Мои корни – крестьянские, земные, и со стороны отца, обрусевшего украинца, волной репрессий закинутого из хлебных черноземных станиц на русский Север, и со стороны матери, поморки с берегов Белого моря. Как и у многих, история моих родителей, история моей семьи, неразрывно связана с историей XX века, со всеми её героическими и трагическими событиями. Мой дядя, восемнадцатилетний Прокопий Галушин стал Героем Советского Союза, совершив свой подвиг у венгерского озера Балатон, где первые советские десантники отчаянно сражались с эсэсовскими частями в самом конце войны. Сейчас в Архангельске одна из центральных улиц носит его имя, долгое время плавал и океанский лесовоз «Прокопий Галушин».

Меня упрекают иные из патриотов за сравнение его подвига с действиями палестинских шахидов, но горе тому народу, в рядах которого уже нет хотя бы небольшого числа людей, готовых жертвовать своими жизнями во имя Родины. Как жертвовали японцы, испанцы, русские, палестинцы. Если героев у народа не остаётся, то, как французы, сдадим Москву любым оккупантам уже в первые недели войны, зато жертв меньше будет, и подчинимся любым их требованиям. Глядишь, и Кремль сохраним и бордели новые для оккупантов пооткрываем, как было в Париже. Или застроим всю Москву мечетями и сами скопом перейдем в мусульманство. Без своих героев и своих мифов народ исчезает.

Сегодня подвиги Гастелло, Матросова, Галушина как бы не в чести. Надеюсь, это время пройдет. Семь братьев погибло у моей матери в годы войны, и сколько таких было семей? «Русские бабы ещё нарожают…» Так почему не рожают уже русские бабы? Где те братья, которые вновь пойдут, если понадобится, под танки с гранатами в руках? Хочу съездить на Балатон, походить по братскому кладбищу, где похоронены сотни советских солдат, среди них и мой родной дядя. Но, может быть, венгры в угоду НАТО снесли это кладбище с лица земли?

> [НЕОБХОДИМО ВЫПОЛНИТЬ]
Ответьте на вопросы по фрагменту текста, приведённому выше:
(a) У какого озера совершил свой подвиг Прокопий Галушин?
(b) С действиями кого сравнивается его подвиг, за что автора упрекают иные из патриотов?
(c) Сколько братьев матери погибло в годы войны?

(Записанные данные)
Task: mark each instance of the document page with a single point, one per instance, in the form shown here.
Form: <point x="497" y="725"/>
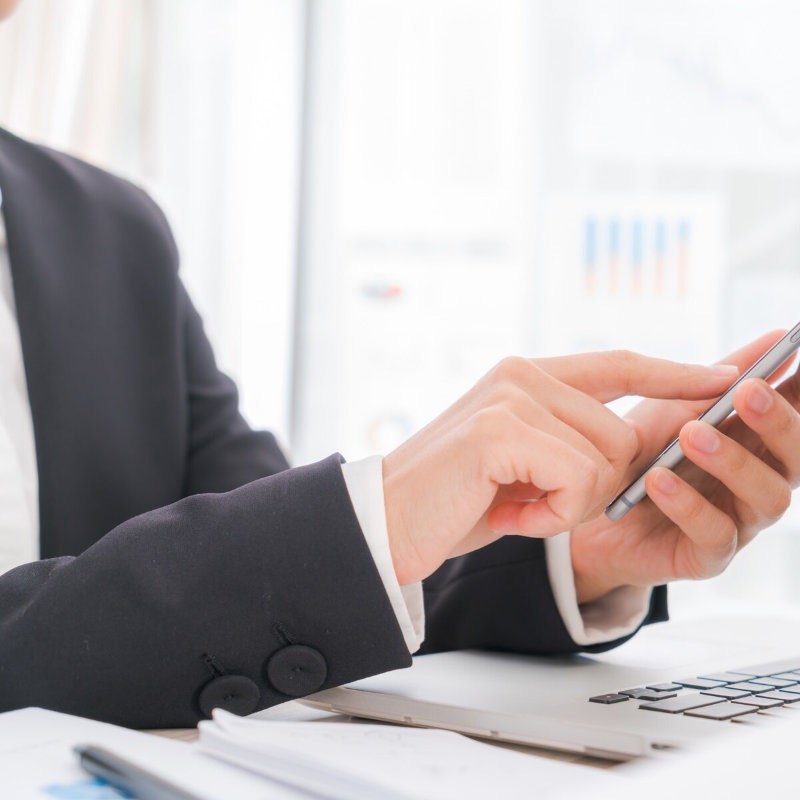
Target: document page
<point x="362" y="760"/>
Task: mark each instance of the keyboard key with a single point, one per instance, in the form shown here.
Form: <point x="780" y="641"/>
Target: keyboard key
<point x="785" y="697"/>
<point x="724" y="677"/>
<point x="727" y="692"/>
<point x="760" y="701"/>
<point x="721" y="711"/>
<point x="771" y="667"/>
<point x="681" y="703"/>
<point x="700" y="683"/>
<point x="648" y="694"/>
<point x="789" y="676"/>
<point x="747" y="686"/>
<point x="792" y="689"/>
<point x="664" y="687"/>
<point x="777" y="683"/>
<point x="608" y="699"/>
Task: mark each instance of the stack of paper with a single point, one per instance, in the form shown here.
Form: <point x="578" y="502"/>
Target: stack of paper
<point x="359" y="760"/>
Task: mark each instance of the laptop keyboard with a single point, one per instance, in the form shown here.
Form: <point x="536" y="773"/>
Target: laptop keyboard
<point x="719" y="695"/>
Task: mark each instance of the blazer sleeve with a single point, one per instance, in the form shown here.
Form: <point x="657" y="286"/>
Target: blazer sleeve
<point x="240" y="599"/>
<point x="252" y="586"/>
<point x="499" y="598"/>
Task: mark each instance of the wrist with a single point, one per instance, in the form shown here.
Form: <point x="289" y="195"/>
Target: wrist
<point x="591" y="580"/>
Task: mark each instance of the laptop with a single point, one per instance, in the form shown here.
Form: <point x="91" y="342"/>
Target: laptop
<point x="672" y="686"/>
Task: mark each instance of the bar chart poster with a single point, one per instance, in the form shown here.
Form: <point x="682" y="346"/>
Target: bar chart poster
<point x="636" y="272"/>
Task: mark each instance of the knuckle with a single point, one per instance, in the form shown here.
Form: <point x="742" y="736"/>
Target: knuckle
<point x="780" y="500"/>
<point x="489" y="423"/>
<point x="623" y="363"/>
<point x="513" y="369"/>
<point x="625" y="445"/>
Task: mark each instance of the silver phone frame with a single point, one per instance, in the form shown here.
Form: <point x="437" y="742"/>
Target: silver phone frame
<point x="672" y="455"/>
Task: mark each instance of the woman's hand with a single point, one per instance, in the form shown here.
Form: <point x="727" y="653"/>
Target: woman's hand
<point x="735" y="482"/>
<point x="531" y="449"/>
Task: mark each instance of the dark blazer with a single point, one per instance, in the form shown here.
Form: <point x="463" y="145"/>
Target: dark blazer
<point x="184" y="565"/>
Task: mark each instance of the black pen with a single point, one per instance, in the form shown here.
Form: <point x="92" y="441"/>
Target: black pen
<point x="121" y="774"/>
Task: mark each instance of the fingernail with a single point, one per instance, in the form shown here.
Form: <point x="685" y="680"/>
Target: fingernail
<point x="665" y="482"/>
<point x="704" y="437"/>
<point x="759" y="399"/>
<point x="725" y="370"/>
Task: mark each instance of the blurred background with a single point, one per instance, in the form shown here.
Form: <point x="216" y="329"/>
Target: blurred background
<point x="376" y="200"/>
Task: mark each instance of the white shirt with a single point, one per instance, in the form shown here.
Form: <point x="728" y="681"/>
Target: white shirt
<point x="617" y="614"/>
<point x="19" y="481"/>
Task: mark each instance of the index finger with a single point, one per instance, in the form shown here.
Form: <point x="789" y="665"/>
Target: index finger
<point x="662" y="420"/>
<point x="613" y="374"/>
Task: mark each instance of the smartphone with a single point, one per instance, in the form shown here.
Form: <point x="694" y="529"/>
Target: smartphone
<point x="717" y="413"/>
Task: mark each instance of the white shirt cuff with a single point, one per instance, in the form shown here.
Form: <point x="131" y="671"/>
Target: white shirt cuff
<point x="364" y="481"/>
<point x="616" y="614"/>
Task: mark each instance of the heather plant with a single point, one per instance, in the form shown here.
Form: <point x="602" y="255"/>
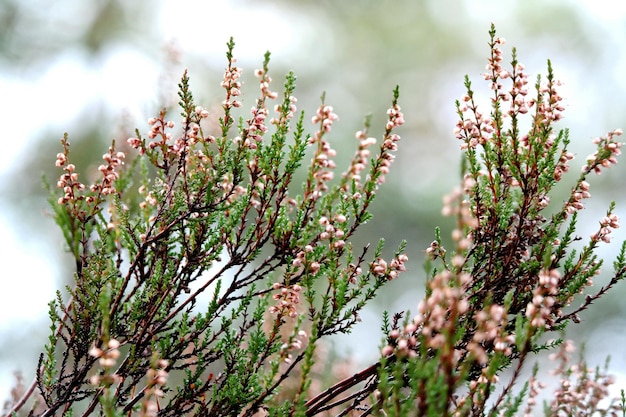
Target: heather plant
<point x="207" y="279"/>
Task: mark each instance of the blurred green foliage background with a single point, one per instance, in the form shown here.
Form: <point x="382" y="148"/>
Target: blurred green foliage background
<point x="99" y="68"/>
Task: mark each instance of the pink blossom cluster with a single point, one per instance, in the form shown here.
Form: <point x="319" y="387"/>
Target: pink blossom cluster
<point x="288" y="298"/>
<point x="606" y="155"/>
<point x="539" y="310"/>
<point x="581" y="390"/>
<point x="494" y="68"/>
<point x="284" y="117"/>
<point x="563" y="165"/>
<point x="435" y="314"/>
<point x="490" y="329"/>
<point x="68" y="181"/>
<point x="265" y="84"/>
<point x="607" y="224"/>
<point x="322" y="161"/>
<point x="473" y="130"/>
<point x="361" y="158"/>
<point x="396" y="119"/>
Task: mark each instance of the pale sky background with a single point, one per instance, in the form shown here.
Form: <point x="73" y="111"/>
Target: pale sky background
<point x="34" y="103"/>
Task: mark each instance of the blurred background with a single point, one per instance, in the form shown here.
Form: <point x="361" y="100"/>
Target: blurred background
<point x="99" y="68"/>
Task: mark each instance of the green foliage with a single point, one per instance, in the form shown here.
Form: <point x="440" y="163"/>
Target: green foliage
<point x="207" y="282"/>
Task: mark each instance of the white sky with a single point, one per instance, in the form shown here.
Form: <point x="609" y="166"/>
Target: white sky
<point x="127" y="79"/>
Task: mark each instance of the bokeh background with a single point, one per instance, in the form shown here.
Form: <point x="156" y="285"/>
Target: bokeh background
<point x="99" y="68"/>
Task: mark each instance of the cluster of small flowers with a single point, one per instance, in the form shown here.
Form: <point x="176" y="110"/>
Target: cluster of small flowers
<point x="326" y="117"/>
<point x="360" y="160"/>
<point x="445" y="300"/>
<point x="288" y="299"/>
<point x="540" y="309"/>
<point x="232" y="85"/>
<point x="534" y="388"/>
<point x="581" y="389"/>
<point x="323" y="164"/>
<point x="295" y="343"/>
<point x="113" y="160"/>
<point x="606" y="155"/>
<point x="265" y="84"/>
<point x="390" y="270"/>
<point x="552" y="109"/>
<point x="490" y="329"/>
<point x="68" y="181"/>
<point x="107" y="360"/>
<point x="563" y="165"/>
<point x="157" y="377"/>
<point x="434" y="312"/>
<point x="607" y="224"/>
<point x="396" y="119"/>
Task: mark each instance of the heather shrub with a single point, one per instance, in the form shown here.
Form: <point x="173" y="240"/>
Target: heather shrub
<point x="207" y="280"/>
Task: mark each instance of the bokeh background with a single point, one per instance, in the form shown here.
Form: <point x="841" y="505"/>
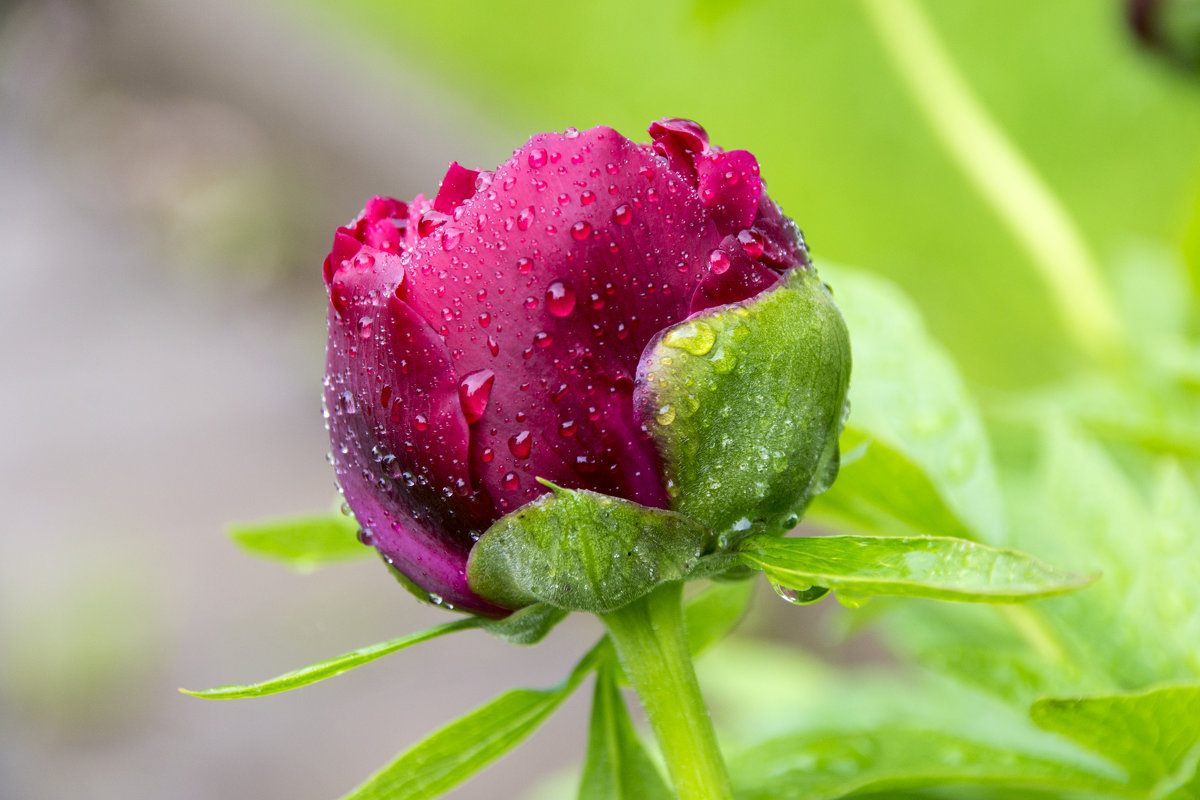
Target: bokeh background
<point x="171" y="175"/>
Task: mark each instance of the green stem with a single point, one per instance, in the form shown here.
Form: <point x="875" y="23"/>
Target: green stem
<point x="1002" y="175"/>
<point x="651" y="641"/>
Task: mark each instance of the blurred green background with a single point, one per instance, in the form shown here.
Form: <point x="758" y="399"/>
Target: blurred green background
<point x="172" y="175"/>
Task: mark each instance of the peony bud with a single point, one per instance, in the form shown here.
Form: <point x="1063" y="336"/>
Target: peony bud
<point x="526" y="324"/>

> [ВЫПОЛНЕННОЕ ЗАДАНИЕ]
(a) У венгерского озера Балатон.
(b) С действиями палестинских шахидов.
(c) Семь.